Render the lines of the data below as a numbered list, from the line containing "of the stone" through the end of the data, both included. Leave out blank lines.

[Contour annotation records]
━━━━━━━━━━━━━━━━

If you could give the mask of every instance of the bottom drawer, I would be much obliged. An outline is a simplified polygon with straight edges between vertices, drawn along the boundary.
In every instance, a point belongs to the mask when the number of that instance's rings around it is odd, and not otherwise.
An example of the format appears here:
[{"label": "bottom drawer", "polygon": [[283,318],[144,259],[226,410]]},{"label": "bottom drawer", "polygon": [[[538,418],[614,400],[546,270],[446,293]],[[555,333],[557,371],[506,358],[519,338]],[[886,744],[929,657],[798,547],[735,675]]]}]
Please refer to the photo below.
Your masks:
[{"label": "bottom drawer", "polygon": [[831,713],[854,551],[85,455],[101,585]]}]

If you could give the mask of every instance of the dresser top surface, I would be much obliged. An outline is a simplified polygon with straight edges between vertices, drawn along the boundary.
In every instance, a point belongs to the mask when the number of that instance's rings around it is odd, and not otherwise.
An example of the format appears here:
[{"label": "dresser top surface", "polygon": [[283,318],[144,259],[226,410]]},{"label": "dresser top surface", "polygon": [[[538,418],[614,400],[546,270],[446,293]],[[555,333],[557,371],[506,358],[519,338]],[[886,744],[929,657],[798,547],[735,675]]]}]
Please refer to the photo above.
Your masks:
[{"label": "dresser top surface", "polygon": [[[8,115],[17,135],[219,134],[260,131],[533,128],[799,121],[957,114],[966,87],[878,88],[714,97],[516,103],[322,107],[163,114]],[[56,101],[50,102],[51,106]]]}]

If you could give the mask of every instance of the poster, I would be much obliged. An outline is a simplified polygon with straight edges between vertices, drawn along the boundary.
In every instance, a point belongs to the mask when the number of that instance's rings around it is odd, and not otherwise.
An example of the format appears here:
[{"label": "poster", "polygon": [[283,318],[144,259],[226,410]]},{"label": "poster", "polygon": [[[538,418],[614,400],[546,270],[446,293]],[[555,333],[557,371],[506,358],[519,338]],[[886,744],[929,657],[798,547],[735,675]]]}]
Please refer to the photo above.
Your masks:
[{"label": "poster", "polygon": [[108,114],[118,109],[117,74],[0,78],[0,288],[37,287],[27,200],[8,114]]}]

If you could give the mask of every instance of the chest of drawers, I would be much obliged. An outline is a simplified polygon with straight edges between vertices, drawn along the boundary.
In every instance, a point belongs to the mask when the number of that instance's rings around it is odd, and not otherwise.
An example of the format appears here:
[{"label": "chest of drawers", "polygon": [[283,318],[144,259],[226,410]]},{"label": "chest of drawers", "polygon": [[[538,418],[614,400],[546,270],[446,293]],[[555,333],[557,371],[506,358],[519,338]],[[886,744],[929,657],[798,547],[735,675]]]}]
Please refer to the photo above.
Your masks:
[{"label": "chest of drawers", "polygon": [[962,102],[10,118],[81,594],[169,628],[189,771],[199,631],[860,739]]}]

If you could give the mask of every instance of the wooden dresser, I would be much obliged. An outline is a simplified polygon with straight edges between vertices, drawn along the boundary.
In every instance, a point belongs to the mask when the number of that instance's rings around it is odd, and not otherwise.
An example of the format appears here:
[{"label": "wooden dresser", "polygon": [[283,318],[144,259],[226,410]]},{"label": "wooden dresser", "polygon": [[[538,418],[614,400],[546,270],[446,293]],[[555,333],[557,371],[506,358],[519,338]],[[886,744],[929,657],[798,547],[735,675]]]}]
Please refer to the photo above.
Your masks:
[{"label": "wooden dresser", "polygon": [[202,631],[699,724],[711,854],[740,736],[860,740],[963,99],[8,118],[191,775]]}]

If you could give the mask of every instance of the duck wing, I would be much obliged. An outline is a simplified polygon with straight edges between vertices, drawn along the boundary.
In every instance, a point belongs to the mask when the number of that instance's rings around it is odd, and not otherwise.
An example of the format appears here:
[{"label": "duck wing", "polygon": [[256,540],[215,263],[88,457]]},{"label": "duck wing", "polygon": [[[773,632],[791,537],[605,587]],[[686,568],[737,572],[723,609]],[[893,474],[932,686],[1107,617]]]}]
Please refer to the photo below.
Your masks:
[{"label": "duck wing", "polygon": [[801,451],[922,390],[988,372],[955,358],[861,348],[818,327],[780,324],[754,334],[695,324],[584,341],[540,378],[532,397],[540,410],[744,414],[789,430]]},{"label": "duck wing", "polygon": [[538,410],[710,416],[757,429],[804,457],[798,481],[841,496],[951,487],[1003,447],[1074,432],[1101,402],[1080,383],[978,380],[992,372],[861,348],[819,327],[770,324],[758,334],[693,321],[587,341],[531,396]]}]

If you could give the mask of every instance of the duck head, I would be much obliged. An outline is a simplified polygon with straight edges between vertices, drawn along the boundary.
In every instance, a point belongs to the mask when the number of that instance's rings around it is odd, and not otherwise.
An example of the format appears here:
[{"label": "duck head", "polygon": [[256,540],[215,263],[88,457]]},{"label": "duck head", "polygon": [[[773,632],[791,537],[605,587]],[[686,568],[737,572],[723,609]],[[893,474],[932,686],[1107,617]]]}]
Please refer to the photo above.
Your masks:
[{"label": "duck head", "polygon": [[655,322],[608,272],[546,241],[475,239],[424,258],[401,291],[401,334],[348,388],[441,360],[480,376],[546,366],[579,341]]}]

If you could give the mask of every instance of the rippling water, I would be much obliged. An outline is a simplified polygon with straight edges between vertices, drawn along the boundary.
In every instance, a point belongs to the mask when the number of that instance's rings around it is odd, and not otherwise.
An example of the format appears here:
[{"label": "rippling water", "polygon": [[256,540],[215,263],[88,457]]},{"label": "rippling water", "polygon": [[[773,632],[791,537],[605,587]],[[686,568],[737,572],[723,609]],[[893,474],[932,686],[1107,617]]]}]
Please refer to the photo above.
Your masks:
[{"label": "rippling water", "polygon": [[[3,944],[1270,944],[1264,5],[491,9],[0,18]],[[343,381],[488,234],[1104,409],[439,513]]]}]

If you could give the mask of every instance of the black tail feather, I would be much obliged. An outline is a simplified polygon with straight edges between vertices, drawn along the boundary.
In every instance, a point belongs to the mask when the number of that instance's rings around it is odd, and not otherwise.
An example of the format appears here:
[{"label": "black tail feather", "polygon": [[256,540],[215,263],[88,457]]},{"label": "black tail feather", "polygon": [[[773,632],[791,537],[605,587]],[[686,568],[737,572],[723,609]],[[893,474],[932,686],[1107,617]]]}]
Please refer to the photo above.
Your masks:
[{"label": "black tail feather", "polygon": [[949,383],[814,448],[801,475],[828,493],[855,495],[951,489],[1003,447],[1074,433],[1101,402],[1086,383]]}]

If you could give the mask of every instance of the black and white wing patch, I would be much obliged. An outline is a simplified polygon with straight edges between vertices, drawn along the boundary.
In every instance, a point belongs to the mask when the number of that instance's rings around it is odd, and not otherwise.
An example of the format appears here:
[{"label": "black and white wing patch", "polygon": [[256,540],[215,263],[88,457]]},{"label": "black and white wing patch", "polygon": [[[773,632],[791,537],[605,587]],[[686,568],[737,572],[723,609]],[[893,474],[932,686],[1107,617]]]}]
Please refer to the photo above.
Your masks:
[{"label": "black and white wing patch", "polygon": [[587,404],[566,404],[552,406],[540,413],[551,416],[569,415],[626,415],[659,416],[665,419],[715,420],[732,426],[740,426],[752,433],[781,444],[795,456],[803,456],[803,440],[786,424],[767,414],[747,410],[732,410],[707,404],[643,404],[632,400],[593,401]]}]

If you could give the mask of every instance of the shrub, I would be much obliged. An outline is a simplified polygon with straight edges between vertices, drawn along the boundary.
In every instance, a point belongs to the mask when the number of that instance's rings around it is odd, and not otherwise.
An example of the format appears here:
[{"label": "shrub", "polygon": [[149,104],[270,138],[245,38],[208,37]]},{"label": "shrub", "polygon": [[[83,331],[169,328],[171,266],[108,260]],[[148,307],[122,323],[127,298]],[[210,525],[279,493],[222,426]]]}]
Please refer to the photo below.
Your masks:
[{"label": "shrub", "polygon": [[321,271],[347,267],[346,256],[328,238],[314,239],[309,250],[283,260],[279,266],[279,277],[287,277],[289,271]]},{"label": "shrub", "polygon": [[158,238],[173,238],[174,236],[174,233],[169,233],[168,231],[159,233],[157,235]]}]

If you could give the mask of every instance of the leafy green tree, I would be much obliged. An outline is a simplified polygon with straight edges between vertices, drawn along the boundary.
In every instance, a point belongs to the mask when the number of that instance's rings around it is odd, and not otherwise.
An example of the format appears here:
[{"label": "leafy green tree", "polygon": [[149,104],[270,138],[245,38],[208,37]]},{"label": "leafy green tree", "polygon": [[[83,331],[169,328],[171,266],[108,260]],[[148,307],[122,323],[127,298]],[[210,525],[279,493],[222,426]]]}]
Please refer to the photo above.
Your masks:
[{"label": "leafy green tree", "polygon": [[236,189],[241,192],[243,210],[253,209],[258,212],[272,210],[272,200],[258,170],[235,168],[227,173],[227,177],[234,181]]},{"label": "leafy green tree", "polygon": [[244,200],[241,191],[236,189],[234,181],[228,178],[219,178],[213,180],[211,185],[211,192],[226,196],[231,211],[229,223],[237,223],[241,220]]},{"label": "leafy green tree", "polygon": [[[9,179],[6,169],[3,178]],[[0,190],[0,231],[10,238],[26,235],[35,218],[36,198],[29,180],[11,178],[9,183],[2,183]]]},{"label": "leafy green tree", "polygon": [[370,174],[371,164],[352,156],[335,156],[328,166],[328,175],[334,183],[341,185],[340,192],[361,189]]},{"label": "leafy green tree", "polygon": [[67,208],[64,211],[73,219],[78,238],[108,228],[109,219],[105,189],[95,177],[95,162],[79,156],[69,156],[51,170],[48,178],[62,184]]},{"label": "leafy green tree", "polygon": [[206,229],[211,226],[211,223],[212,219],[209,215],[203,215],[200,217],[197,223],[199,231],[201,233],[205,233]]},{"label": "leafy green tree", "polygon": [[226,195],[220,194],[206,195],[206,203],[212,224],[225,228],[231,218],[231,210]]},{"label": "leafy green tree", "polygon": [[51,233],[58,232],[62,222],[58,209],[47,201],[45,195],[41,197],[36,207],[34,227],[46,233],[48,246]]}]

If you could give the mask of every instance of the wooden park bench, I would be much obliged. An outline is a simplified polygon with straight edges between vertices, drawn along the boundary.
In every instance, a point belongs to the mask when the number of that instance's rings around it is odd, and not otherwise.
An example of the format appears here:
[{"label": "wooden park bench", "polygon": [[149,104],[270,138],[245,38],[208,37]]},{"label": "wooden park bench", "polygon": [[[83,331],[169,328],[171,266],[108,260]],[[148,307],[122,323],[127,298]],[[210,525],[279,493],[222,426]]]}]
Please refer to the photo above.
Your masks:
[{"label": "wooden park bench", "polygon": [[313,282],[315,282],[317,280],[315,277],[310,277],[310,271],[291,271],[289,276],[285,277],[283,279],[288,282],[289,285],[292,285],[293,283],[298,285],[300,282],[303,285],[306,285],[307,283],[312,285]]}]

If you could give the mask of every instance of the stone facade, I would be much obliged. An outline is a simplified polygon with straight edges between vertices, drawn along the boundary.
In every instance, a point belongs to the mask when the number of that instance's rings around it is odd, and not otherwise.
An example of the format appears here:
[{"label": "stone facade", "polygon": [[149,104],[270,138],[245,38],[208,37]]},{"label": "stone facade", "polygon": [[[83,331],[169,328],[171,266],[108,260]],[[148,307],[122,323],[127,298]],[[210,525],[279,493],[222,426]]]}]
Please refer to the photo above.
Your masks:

━━━━━━━━━━━━━━━━

Solution to this task:
1. If you could give the mask of every instance of the stone facade, I would be much obliged. An outline is a simplified polygon with straight edges between vertices, drawn along the boundary.
2. In every instance, a point belongs to the mask when the number of that instance's rings around it is odd, and not otherwise.
3. An example of the format appears here:
4. [{"label": "stone facade", "polygon": [[149,104],[270,138],[245,38],[208,37]]},{"label": "stone facade", "polygon": [[[83,331],[169,328],[171,266],[108,260]],[[148,307],[122,323],[127,298]],[[210,525],[279,493],[222,426]]]}]
5. Please refer to the photo above.
6. Your masks:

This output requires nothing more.